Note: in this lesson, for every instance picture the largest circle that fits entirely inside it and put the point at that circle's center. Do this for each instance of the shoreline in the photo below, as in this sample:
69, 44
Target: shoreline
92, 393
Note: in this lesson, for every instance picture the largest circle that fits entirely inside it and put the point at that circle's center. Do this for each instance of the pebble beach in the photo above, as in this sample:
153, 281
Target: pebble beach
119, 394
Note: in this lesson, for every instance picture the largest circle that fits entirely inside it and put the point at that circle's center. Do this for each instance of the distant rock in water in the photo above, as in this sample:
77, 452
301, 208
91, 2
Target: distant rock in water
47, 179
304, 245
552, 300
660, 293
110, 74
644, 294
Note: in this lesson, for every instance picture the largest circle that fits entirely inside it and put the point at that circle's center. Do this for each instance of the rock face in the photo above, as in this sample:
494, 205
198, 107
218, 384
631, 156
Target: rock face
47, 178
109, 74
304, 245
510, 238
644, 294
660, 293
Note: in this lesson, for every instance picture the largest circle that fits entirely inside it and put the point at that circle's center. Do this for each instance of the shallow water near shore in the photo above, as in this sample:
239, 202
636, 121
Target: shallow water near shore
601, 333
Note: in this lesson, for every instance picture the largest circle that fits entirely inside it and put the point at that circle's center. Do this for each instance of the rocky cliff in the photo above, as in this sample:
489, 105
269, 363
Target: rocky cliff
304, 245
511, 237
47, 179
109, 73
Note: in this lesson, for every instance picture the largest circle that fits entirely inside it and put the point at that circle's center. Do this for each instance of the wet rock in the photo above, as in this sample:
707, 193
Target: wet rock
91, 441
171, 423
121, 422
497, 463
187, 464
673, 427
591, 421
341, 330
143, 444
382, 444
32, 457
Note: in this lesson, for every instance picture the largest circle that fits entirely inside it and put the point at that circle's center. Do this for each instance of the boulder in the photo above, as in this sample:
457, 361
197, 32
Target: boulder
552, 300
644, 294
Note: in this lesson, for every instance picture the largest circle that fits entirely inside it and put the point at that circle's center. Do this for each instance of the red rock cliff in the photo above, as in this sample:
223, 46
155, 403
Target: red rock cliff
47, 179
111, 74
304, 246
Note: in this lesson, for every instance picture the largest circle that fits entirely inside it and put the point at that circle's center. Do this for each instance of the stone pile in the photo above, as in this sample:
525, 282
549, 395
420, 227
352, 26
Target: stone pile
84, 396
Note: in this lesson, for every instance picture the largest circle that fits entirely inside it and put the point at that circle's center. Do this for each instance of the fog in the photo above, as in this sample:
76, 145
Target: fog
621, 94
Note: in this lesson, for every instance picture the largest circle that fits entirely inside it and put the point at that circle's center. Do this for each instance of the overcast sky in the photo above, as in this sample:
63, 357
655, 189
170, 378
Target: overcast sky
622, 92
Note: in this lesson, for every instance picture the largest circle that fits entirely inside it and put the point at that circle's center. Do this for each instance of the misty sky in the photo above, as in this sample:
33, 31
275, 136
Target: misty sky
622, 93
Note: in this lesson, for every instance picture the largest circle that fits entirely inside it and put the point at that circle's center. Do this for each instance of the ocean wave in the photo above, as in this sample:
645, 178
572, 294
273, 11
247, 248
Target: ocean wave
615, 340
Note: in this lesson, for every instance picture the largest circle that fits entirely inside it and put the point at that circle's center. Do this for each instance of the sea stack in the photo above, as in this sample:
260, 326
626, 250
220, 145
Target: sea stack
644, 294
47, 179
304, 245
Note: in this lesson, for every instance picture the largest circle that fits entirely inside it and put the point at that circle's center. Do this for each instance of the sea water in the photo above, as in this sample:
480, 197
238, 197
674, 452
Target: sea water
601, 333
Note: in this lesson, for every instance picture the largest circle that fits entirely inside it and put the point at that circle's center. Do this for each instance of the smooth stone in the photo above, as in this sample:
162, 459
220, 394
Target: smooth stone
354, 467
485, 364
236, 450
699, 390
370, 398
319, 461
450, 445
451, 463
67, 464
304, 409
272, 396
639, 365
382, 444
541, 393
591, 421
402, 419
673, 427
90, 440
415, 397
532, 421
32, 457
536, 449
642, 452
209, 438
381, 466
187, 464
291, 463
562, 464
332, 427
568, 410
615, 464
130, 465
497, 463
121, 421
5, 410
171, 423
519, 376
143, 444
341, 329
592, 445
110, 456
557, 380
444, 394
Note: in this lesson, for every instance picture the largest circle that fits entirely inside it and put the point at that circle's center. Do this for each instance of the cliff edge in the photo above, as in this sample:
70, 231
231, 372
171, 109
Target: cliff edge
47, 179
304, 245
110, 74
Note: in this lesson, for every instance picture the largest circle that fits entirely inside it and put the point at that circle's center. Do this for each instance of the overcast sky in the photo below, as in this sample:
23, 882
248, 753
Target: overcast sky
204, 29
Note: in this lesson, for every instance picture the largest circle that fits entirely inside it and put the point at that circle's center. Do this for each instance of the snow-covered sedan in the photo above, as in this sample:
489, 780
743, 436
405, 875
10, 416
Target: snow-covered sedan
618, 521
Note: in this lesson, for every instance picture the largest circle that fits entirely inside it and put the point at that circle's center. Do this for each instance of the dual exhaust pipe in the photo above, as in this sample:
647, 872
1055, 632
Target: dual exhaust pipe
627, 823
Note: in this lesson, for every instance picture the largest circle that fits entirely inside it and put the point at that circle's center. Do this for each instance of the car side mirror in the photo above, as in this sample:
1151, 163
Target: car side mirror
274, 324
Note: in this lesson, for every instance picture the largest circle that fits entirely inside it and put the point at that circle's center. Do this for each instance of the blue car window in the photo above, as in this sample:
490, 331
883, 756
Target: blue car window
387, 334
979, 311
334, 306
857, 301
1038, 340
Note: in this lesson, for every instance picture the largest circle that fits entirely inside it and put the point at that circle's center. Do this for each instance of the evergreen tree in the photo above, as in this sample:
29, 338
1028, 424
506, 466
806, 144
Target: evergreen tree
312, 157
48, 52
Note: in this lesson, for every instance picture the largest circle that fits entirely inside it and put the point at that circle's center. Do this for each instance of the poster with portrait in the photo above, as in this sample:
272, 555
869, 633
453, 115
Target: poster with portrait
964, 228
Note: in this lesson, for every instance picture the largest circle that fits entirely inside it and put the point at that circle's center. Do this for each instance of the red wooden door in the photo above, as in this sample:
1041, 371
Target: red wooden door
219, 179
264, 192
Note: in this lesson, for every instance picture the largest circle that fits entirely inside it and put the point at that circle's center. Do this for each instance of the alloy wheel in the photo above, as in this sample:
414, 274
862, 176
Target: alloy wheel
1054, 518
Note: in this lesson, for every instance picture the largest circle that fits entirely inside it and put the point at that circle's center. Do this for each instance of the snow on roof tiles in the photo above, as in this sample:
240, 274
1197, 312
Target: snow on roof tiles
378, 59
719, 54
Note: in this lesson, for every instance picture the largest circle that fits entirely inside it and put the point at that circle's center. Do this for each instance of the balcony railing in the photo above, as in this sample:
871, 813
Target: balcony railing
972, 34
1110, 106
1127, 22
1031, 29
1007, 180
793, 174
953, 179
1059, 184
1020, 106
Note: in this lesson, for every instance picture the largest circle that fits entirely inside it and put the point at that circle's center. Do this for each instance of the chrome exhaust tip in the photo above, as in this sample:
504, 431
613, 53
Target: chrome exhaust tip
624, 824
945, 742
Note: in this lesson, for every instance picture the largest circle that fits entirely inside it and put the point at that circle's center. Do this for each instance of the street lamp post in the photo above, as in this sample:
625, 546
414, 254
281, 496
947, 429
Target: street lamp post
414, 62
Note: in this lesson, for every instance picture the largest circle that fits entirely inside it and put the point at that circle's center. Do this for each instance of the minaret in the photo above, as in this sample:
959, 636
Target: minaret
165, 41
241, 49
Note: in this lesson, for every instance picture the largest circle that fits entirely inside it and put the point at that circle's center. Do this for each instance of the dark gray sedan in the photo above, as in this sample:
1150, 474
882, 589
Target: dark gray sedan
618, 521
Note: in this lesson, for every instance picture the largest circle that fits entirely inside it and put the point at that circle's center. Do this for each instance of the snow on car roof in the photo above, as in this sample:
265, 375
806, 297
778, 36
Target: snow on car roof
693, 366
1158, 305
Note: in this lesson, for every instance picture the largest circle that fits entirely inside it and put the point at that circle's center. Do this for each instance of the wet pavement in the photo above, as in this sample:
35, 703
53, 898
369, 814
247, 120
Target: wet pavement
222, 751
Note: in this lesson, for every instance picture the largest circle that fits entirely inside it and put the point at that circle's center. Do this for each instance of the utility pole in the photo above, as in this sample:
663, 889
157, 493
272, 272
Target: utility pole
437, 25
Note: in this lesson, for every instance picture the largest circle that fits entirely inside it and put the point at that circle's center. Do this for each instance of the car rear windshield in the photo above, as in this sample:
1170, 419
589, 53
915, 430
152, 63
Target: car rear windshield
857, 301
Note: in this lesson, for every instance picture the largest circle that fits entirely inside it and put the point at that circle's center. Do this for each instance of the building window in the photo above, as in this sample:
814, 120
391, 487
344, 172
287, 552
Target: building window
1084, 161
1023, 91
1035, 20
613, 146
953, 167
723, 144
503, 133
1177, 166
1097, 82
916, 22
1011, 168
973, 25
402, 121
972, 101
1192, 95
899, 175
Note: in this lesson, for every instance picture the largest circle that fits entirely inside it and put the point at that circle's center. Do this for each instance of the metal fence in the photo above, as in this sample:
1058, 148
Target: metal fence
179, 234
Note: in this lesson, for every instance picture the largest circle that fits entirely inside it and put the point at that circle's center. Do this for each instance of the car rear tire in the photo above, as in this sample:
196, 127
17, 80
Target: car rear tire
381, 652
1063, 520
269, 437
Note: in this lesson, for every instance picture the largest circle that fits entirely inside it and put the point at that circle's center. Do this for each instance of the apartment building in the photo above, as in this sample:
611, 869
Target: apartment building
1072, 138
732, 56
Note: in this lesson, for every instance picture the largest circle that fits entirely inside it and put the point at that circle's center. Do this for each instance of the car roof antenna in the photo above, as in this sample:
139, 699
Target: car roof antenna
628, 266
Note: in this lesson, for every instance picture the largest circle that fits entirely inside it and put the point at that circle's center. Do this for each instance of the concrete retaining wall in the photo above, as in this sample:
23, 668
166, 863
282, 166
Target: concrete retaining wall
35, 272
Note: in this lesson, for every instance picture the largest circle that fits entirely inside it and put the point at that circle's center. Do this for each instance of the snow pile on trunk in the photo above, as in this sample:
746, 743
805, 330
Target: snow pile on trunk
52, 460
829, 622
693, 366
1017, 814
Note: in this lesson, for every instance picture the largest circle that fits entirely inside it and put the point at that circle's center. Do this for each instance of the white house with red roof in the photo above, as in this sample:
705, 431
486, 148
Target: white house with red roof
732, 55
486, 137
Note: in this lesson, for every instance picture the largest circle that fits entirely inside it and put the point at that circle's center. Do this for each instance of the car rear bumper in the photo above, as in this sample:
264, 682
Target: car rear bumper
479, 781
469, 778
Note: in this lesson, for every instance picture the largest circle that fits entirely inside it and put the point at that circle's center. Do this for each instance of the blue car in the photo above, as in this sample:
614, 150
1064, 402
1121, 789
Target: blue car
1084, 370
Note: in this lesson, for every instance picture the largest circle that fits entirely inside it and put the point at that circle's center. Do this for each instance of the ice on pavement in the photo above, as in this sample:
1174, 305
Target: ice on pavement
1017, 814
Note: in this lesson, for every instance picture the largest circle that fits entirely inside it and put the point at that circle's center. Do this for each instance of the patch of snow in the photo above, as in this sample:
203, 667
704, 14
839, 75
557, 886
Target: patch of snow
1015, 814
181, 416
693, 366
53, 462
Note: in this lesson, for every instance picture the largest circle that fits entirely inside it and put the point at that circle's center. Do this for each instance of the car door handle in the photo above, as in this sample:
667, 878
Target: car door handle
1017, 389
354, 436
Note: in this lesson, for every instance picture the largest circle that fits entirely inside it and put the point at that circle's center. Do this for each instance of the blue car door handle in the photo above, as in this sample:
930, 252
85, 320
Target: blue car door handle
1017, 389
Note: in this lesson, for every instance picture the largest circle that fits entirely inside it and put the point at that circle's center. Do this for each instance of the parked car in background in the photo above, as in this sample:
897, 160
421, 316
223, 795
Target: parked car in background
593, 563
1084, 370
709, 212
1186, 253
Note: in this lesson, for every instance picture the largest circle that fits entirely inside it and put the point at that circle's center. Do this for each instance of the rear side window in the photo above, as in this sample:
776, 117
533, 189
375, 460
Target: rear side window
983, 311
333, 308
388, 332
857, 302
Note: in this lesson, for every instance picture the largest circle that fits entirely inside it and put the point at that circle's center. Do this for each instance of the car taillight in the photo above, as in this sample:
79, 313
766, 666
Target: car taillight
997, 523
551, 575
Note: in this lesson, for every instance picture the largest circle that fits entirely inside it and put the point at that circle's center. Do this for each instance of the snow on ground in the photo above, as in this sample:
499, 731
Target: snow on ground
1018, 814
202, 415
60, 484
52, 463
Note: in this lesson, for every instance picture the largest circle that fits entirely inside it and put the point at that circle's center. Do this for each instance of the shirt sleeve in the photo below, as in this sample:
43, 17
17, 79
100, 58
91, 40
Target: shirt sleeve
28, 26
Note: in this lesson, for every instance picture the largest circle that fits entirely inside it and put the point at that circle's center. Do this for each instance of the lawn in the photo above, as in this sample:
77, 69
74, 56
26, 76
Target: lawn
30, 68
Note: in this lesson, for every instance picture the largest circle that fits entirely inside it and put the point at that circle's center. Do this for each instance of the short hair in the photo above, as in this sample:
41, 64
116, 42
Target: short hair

= = = =

Requirement: Starting from the line that contains "Target: lawn", reproduce each line of the data exactly through the last one.

Reply to the exercise:
Target: lawn
30, 68
Note: in this lesson, for every instance picture the largest circle that fits entirely inside it and put the point at that circle's center. Do this for each instance of the short hair in the photo above, as in this sample:
41, 64
116, 42
Target: short hair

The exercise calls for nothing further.